Reading passage ::
# How to verify paypal account?



## stekelly (11 Apr 2007)

Not sur eif this is the right place for this but I'll give it a go.


Whats the situation with paypal? I signed up ages ago and have been using it without issues, now it saying that becuase I've sent just under €1500 in total I have to verify my account. All well and good only it's looking for me to add a credit card, but I only have one credit card so whats the deal?

Do I have to add a second credit card to verify my account?


----------



## extopia (11 Apr 2007)

You shouldn't have to. I use a single Irish credit card. Did you actually complete the verification process? It involves having a small credit made to your card, the details of which you then return to the company via a secure email. At least that's the way they used to do it - it's been about 5 years since I set up my account.


----------



## stekelly (11 Apr 2007)

i set up the account about a year ago, dont remember if i did or anythign. 


My account says unverified and when I click "get virified" it goes straight to the add credit card screen. it wont let my total spend go over €1500 without being verified. I'm on €1470 now and need to pay for somethign for €200.


----------



## bond-007 (11 Apr 2007)

Get a 3v or wirecard and add that to your paypal?


----------



## Sue Ellen (11 Apr 2007)

stekelly said:


> Do I have to add a second credit card to verify my account?


 
I verified mine a while ago but only because I wanted to do so myself. I'm not able to remember the exact procedure but just wondering if it is not just a case of re-entering the existing credit card no.?

After I verified mine there was a £1.50 charge on the credit card which supplied a code number, which I then entered on the Paypal ac. The £1.50 was then refunded. See here.

Goal ::
Answer these questions about the forum thread on PayPal verification.
(a) What total spend does stekelly report having reached so far?
(b) About how long ago did extopia set up a PayPal account?
(c) What charge appeared on Sue Ellen's credit card after she verified her account?

Object location annotation data:
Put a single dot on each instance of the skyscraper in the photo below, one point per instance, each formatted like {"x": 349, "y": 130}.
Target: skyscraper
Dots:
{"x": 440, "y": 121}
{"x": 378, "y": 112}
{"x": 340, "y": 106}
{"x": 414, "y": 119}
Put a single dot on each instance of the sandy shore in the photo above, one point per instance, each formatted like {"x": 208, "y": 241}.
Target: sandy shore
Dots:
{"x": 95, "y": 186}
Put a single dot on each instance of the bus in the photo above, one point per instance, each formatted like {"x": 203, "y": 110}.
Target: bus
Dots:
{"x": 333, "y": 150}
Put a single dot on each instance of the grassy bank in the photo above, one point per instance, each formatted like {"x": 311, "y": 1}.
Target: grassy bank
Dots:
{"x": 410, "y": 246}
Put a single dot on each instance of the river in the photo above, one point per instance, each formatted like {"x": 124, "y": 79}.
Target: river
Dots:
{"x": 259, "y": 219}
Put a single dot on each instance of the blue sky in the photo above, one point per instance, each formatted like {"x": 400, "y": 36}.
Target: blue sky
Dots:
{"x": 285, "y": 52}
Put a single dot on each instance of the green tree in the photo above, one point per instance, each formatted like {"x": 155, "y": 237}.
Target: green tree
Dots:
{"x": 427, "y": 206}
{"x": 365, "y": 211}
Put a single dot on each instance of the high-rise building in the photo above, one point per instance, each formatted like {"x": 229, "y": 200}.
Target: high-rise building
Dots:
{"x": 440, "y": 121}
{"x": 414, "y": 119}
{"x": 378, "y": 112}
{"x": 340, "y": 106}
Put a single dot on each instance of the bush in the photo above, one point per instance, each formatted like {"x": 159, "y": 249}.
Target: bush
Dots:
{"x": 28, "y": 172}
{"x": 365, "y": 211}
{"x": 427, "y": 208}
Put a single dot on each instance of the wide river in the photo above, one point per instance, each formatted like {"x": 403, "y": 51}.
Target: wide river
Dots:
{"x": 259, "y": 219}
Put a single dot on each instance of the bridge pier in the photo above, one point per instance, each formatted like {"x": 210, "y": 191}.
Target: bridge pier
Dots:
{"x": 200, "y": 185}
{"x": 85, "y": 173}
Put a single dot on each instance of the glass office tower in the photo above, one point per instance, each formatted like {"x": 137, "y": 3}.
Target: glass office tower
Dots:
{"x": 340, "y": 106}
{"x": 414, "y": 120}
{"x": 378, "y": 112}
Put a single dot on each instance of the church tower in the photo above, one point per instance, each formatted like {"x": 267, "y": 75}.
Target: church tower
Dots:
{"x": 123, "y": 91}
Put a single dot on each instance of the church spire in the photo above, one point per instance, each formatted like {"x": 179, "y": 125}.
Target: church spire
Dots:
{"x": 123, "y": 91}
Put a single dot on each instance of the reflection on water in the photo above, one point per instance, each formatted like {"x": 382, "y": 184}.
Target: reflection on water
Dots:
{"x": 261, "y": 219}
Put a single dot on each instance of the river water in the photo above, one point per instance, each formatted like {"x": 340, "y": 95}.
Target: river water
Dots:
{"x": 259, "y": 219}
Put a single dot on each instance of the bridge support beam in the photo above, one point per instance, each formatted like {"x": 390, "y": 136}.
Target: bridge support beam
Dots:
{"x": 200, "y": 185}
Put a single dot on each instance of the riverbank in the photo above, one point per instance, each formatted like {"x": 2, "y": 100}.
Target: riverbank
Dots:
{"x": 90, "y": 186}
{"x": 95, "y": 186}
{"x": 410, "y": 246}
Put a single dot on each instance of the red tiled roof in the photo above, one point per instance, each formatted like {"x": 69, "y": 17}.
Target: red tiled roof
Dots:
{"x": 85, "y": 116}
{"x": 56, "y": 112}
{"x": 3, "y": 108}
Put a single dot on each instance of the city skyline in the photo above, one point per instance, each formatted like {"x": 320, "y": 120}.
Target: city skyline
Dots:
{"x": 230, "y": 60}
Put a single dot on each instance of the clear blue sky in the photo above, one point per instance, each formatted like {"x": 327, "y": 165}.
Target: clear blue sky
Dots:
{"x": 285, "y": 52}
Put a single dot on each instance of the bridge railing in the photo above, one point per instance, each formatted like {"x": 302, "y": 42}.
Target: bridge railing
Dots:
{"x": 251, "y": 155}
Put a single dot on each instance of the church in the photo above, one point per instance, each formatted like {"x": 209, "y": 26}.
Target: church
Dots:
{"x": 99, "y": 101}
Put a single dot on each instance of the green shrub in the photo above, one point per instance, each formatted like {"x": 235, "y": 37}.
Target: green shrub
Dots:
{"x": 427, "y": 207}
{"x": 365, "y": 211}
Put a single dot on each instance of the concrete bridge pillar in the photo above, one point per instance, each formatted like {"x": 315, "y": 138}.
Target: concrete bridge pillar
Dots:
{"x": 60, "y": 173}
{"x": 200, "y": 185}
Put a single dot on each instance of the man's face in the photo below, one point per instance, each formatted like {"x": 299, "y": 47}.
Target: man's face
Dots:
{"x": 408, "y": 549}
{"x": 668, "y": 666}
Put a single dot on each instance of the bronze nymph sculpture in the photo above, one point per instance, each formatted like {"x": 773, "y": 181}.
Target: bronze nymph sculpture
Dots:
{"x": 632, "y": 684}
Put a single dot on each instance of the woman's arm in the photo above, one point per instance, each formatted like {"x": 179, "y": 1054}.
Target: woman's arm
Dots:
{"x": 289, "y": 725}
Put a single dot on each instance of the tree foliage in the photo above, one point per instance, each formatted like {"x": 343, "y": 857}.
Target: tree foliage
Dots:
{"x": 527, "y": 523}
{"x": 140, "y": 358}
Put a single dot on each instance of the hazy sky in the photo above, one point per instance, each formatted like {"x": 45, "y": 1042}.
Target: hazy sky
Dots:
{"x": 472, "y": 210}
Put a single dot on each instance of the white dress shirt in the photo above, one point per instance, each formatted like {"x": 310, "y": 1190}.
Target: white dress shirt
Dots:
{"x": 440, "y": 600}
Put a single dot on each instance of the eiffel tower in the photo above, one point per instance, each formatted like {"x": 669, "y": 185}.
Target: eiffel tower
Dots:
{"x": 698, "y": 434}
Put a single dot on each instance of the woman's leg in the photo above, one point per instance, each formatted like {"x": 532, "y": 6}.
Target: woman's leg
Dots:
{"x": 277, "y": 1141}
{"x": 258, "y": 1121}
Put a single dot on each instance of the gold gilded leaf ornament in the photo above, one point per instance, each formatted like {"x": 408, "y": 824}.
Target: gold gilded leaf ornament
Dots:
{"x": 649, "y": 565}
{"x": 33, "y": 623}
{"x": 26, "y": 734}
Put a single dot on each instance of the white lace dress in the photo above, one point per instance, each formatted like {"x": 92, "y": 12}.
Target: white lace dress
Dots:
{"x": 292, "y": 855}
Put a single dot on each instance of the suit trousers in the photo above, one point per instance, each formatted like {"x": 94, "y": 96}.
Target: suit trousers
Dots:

Answer to this problem ::
(a) €1470
(b) About 5 years ago
(c) A £1.50 charge, which was later refunded